=== Begin Enclosure ===

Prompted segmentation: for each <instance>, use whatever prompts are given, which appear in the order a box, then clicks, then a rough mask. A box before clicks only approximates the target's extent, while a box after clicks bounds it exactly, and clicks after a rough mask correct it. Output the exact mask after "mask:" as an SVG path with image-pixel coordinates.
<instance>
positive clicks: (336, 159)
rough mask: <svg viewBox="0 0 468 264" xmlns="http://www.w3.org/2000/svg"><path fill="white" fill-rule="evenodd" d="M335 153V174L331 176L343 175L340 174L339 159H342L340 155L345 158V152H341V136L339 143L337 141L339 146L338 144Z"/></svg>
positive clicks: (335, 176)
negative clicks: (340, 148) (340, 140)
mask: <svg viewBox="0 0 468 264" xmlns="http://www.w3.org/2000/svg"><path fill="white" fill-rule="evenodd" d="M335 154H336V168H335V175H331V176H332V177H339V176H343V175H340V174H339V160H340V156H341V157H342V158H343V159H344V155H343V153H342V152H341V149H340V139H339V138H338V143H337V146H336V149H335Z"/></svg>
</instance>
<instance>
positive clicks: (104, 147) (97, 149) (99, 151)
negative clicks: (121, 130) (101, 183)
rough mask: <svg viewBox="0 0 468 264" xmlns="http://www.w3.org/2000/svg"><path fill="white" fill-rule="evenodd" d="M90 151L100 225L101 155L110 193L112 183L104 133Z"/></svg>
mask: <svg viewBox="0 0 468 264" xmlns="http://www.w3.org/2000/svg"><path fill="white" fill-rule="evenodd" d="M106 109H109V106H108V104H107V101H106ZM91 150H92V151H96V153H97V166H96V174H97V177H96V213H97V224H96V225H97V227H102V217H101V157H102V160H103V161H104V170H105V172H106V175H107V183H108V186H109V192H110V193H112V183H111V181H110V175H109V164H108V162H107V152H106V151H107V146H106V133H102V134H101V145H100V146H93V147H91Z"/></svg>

=== End Enclosure ===

_WHAT THIS TASK INVOLVES_
An exact copy is needed of the lines from the one containing "151L100 225L101 155L110" through the end of the records.

_EXPECTED ANSWER_
rough mask: <svg viewBox="0 0 468 264" xmlns="http://www.w3.org/2000/svg"><path fill="white" fill-rule="evenodd" d="M90 151L100 225L101 155L110 193L112 183L104 133Z"/></svg>
mask: <svg viewBox="0 0 468 264" xmlns="http://www.w3.org/2000/svg"><path fill="white" fill-rule="evenodd" d="M106 109H109V106H108V104H107V101H106ZM91 150H92V151H96V153H97V166H96V174H97V177H96V213H97V224H96V225H97V227H102V217H101V157H102V160H103V161H104V170H105V172H106V175H107V183H108V186H109V192H110V193H112V183H111V181H110V175H109V164H108V162H107V152H106V151H107V146H106V133H102V134H101V145H100V146H93V147H91Z"/></svg>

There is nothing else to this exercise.